Problem description: Change every "set one marker" in the listing below to "place a single point" and leave all other text as it is.

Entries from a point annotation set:
####################
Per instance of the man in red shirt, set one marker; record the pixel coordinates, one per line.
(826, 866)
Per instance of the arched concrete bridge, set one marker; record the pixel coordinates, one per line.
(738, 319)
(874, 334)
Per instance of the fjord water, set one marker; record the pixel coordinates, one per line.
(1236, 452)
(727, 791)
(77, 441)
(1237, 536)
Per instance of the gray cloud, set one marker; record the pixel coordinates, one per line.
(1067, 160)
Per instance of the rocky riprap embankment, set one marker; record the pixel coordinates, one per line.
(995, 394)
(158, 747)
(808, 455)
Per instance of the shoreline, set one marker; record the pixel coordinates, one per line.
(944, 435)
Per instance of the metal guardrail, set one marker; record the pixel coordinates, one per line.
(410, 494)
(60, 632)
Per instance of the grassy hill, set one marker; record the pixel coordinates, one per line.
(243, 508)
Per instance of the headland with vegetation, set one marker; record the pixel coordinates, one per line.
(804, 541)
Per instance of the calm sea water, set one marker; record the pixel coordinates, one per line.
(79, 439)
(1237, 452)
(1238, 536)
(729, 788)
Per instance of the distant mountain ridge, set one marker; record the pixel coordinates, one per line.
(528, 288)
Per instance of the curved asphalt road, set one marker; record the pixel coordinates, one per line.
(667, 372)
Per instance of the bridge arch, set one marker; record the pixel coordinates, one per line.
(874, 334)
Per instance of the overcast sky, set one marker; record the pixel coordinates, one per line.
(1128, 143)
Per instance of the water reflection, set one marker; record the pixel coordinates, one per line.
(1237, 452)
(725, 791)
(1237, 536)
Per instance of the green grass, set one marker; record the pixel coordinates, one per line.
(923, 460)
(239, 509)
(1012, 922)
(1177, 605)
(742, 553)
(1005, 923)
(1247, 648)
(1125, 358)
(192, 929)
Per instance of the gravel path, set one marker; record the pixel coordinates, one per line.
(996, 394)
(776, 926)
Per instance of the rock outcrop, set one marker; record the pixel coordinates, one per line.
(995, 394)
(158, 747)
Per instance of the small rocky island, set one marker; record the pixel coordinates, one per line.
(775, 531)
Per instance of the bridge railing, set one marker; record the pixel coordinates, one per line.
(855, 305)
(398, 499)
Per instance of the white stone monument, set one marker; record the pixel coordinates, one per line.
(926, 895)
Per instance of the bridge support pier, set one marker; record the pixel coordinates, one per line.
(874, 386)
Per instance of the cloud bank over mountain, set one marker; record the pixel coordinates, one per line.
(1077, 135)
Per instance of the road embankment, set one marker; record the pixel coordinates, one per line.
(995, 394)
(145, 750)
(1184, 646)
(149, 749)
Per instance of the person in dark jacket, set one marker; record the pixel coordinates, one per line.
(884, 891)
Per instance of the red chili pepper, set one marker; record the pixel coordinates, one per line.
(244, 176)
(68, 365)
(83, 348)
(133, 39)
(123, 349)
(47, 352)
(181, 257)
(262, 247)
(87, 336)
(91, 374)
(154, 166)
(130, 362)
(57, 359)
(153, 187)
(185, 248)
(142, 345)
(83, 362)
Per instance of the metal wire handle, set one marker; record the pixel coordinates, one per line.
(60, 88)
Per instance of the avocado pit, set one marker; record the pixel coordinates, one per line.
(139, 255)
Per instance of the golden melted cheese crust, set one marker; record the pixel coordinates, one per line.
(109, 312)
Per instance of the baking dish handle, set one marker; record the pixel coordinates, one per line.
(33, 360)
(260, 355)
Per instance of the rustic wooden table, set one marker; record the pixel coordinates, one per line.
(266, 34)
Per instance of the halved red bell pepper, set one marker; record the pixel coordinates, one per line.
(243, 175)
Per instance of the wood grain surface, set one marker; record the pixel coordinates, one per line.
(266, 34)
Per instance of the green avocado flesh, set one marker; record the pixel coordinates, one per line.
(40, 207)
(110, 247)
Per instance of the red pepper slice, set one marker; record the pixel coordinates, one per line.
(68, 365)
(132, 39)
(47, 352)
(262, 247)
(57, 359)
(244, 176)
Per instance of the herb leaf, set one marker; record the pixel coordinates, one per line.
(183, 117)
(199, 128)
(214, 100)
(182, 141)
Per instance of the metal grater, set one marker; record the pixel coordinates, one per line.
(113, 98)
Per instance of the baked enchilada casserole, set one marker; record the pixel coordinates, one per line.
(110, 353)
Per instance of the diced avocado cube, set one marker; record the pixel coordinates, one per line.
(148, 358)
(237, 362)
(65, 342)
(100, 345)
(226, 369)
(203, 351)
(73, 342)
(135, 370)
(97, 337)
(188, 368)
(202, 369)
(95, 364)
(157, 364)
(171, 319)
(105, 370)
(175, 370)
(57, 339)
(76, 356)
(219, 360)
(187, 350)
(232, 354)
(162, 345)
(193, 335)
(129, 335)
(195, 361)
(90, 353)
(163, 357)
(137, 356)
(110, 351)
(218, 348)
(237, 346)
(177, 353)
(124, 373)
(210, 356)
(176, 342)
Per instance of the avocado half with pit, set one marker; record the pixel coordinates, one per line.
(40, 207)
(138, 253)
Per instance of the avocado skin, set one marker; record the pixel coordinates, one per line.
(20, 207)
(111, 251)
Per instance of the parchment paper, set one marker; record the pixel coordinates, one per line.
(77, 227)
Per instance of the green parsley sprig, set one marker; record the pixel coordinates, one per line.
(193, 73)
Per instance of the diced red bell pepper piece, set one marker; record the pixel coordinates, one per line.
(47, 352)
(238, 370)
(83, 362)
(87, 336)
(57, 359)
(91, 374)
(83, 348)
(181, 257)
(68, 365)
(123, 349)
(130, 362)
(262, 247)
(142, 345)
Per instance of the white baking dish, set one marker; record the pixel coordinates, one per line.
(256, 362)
####################
The output:
Per instance of the man in red shirt, place a single point; record the pixel coordinates, one per line.
(826, 866)
Per instance of the arched concrete bridge, place a single point; record the pixel coordinates, one per line.
(738, 319)
(874, 334)
Per instance of the fjord water, place a single point; record the pixel coordinates, one per line.
(1236, 452)
(727, 791)
(77, 441)
(1237, 536)
Per instance of the gray cloud, place a single point; record the pixel coordinates, one per line.
(1067, 160)
Per instance of the rocky riprap embankment, place a single point; record the pixel coordinates, one per line.
(995, 394)
(158, 747)
(808, 455)
Per instance of the shoreline, place a single point; record the pixel coordinates, one per line.
(944, 435)
Per instance of the metal guardrail, place a single point; record the pixel coordinates, one per line.
(410, 494)
(60, 632)
Per instance of the grassy hill, place a single point; record the pixel coordinates, one per line.
(243, 508)
Per instance of the headland with vegetation, place a single point; record the pixel coordinates, one per line.
(804, 541)
Per instance of the calm sea water, place a single point; record the pixel coordinates, one per line.
(79, 439)
(1237, 452)
(1238, 536)
(729, 788)
Per instance of the distant mountain ridge, place a single point; record the pixel coordinates, one per line.
(528, 288)
Per instance of the curved asphalt road, place a single point; record the pixel coordinates, one per line.
(667, 372)
Per instance of the bridge arch, place a single point; record the pixel coordinates, one per line.
(874, 334)
Per instance of the overcast sky, place a single point; record the pixel coordinates, one per line.
(1128, 143)
Per instance of the water reflection, place a single point; record the pixel coordinates, one per line.
(1237, 452)
(725, 791)
(1237, 536)
Per instance of the green grass, place a single point; record the pixel coordinates, one per line.
(923, 460)
(239, 509)
(1012, 922)
(1177, 605)
(742, 553)
(1005, 923)
(1247, 648)
(1125, 358)
(192, 929)
Per instance of the gravel path, place a single point; record the pixel coordinates, one per line.
(996, 394)
(776, 926)
Per instance of the rock outcrop, place a single point; record the pixel coordinates, one per line.
(995, 394)
(158, 747)
Per instance of the small rocky island, place a single point; record the pixel coordinates, one per line.
(775, 531)
Per instance of the bridge railing, place a single point; record the pixel coordinates, one per line.
(855, 305)
(398, 499)
Per instance of the white stone monument, place a single point; record the pixel coordinates, one per line.
(926, 895)
Per instance of the bridge support pier, place a single point; record the pixel coordinates, one per line.
(874, 386)
Per instance of the cloud bank over mountain, place a single point; record the pixel coordinates, one per line.
(1077, 135)
Per instance of the road embankment, place a single point; record the pixel coordinates, one per line.
(995, 394)
(145, 750)
(1184, 646)
(149, 749)
Per instance of the person in dark jacket, place a single point; record the pixel coordinates, one per line.
(884, 891)
Per instance of the red chili pepper, place a single point; record the pixel coordinates, one per line.
(244, 176)
(68, 365)
(83, 348)
(133, 39)
(123, 349)
(47, 352)
(181, 257)
(262, 247)
(87, 336)
(91, 374)
(154, 166)
(130, 362)
(57, 359)
(153, 187)
(185, 248)
(142, 345)
(83, 362)
Per instance of the metal wire handle, place a single point; record the pixel coordinates, one per line.
(60, 88)
Per instance of the avocado pit, place a single point; record the pixel coordinates, one per line.
(139, 255)
Per instance of the golden melted cheese crust, place a single point; record the pixel coordinates, one per line.
(109, 312)
Per instance of the baking dish handle, place a single point; record the pixel coordinates, one per line.
(33, 360)
(260, 355)
Per instance of the rustic wooden table, place a single point; record the pixel coordinates, one per line.
(266, 34)
Per instance of the halved red bell pepper, place a single point; record the pixel coordinates, one per line.
(243, 175)
Per instance of the wood grain surface, place a single point; record the pixel coordinates, one per line.
(266, 34)
Per instance of the green avocado flesh, place a single point; record the pixel coordinates, one per line.
(40, 207)
(110, 247)
Per instance of the red pepper slice, place a single point; record the pixel coordinates, one per line.
(68, 365)
(132, 39)
(47, 352)
(262, 247)
(57, 359)
(244, 176)
Per instance of the herb leaf, place a single point; record the pixel coordinates, one per line.
(183, 117)
(199, 128)
(214, 100)
(182, 141)
Per instance of the metal grater, place a single point; record the pixel coordinates, one per line.
(113, 98)
Per instance of the baked enchilada casserole, place a single point; record the pixel coordinates, one per line.
(110, 353)
Per instance of the diced avocado cube, place a single point; record the pixel coordinates, one per line.
(148, 358)
(237, 362)
(65, 342)
(100, 345)
(226, 369)
(203, 351)
(73, 342)
(135, 370)
(97, 337)
(188, 368)
(202, 369)
(95, 364)
(157, 364)
(171, 319)
(105, 370)
(175, 370)
(57, 339)
(76, 356)
(219, 360)
(187, 350)
(232, 354)
(162, 345)
(193, 335)
(129, 335)
(195, 361)
(90, 353)
(163, 357)
(137, 356)
(110, 351)
(218, 348)
(237, 346)
(177, 353)
(124, 373)
(210, 356)
(176, 342)
Per instance of the avocado half with pit, place a single point; record the pixel coordinates, one per line.
(40, 207)
(138, 253)
Per instance of the avocado skin, place a single point; record the pixel coordinates, one per line.
(20, 207)
(111, 251)
Per instance of the parchment paper, place a single point; record the pixel coordinates, one per line.
(77, 227)
Per instance of the green parsley sprig, place a single point; record the pixel coordinates, one per line.
(193, 73)
Per instance of the diced red bell pepper piece, place a single point; record the pixel coordinates, one per line.
(47, 352)
(238, 370)
(83, 362)
(87, 336)
(57, 359)
(91, 374)
(83, 348)
(181, 257)
(68, 365)
(123, 349)
(130, 362)
(262, 247)
(142, 345)
Per instance of the white baking dish, place a single point; record the pixel coordinates, one per line.
(256, 362)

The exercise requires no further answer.